• **REQUIRED ACTIONS**:
1. Using the text on intravenous fluid therapy, decide whether each statement (a), (b), (c) agrees with it. Answer yes or no for each and quote the text's deciding words exactly.
(a) Oral electrolyte therapy should follow hypertonic saline once the strong suck reflex returns.
(b) Calves given hypertonic saline should be re-evaluated after 12 hours.
(c) A strong suck reflex is one of the signs listed for the intravenous fluid, electrolytes, bicarbonate and dextrose therapy.
2. Transcribe the passage on intravenous fluid therapy exactly, from "- Hypertonic saline" to "to the diarrhea.".
3. Continue the text on intravenous fluid therapy for calves, starting after its last sentence.

• **EXCERPT PROVIDED**:
☆ ☆ ☆

Intravenous fluid therapy
Intravenous fluid therapy is recommended for a number of reasons including scours and dehydration.
- Hypertonic saline (7.5%): Calves that fit the following description are good candidates for this treatment plan:
- - weak suck reflex
- - slight acidosis
- - warm mouth
- - standing
This therapy will allow them to correct their electrolyte imbalances more quickly. This therapy should be followed by oral electrolyte therapy once the strong suck reflex returns (re-evaluate in 6 – 8 hours).
- Intravenous fluid, electrolytes, bicarbonate and dextrose: Calves that are showing more severe symptoms (such as the following) are good candidates for this therapy:
- - severe dehydration
- - no suck reflex
- - recumbency
The correct amount of fluid to be given can be calculated by considering the level of dehydration, the maintenance requirements of the calves and its ongoing fluid losses due to the diarrhea.

☆ ☆ ☆

(Referring expression records)

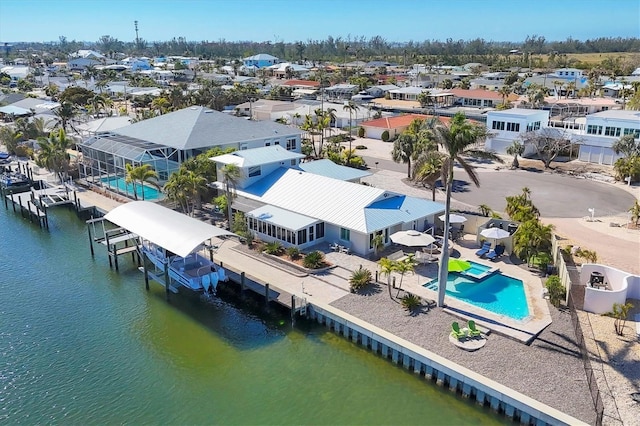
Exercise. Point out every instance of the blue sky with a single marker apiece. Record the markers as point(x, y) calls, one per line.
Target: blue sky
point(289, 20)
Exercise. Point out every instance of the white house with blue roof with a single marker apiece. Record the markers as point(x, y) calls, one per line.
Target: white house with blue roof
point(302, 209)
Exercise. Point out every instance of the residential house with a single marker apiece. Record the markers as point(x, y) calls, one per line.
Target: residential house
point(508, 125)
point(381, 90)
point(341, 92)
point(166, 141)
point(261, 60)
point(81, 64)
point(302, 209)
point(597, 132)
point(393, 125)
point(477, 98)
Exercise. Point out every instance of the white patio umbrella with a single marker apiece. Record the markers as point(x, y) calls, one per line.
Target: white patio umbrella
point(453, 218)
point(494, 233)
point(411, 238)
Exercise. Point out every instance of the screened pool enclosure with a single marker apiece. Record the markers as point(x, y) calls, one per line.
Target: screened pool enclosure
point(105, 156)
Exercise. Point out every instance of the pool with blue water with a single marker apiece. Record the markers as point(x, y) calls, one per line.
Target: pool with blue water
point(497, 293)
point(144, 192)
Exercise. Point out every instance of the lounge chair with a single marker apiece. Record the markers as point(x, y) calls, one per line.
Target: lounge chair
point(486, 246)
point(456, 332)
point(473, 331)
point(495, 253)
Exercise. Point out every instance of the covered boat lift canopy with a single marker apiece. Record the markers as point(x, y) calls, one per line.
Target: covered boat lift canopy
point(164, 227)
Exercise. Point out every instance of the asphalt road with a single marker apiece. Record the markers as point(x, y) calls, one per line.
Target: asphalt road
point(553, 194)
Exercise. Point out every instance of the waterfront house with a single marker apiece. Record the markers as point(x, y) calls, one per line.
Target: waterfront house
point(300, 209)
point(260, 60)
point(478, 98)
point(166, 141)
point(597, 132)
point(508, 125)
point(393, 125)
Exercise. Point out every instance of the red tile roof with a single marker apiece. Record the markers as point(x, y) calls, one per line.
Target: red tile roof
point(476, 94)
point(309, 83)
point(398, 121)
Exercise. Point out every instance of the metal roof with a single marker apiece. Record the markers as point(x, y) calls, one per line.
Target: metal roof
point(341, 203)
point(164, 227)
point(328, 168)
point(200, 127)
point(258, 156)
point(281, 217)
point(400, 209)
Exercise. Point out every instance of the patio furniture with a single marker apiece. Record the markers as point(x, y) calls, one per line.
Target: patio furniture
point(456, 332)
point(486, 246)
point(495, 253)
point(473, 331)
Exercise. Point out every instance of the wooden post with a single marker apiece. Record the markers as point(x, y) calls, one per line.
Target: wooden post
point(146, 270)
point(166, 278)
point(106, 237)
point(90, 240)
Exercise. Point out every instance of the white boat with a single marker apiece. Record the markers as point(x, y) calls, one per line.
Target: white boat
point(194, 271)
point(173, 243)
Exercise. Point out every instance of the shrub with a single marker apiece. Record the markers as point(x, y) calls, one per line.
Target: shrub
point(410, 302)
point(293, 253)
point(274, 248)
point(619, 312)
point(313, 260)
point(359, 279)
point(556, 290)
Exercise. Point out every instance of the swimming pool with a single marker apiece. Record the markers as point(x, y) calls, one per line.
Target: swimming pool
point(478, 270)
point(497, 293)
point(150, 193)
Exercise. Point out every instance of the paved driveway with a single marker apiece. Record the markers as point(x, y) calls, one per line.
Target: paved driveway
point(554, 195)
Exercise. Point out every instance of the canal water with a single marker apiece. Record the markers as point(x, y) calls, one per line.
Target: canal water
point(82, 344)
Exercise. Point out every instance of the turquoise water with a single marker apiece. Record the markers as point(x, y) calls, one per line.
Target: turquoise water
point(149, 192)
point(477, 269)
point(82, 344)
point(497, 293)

☆ ☆ ☆

• **ANSWERS PROVIDED**:
1.
(a) Yes: "This therapy should be followed by oral electrolyte therapy once the strong suck reflex returns"
(b) No: "re-evaluate in 6 – 8 hours"
(c) No: "no suck reflex"

2.
- Hypertonic saline (7.5%): Calves that fit the following description are good candidates for this treatment plan:
- - weak suck reflex
- - slight acidosis
- - warm mouth
- - standing
This therapy will allow them to correct their electrolyte imbalances more quickly. This therapy should be followed by oral electrolyte therapy once the strong suck reflex returns (re-evaluate in 6 – 8 hours).
- Intravenous fluid, electrolytes, bicarbonate and dextrose: Calves that are showing more severe symptoms (such as the following) are good candidates for this therapy:
- - severe dehydration
- - no suck reflex
- - recumbency
The correct amount of fluid to be given can be calculated by considering the level of dehydration, the maintenance requirements of the calves and its ongoing fluid losses due to the diarrhea.

3.
Iso-osmotic saline is often given as a source of electrolytes to correct imbalances.
Bicarbonate ions may be added to the fluid therapy to correct for the acidosis. The correct amount of bicarbonate ions to add to the treatment plan can be calculated by identifying the base deficit of the calf.
A 5% dextrose solution may also be given as part of IV fluid therapy to provide a quick energy source to the calf. It is also helpful in decreasing the level of hyperkalemia.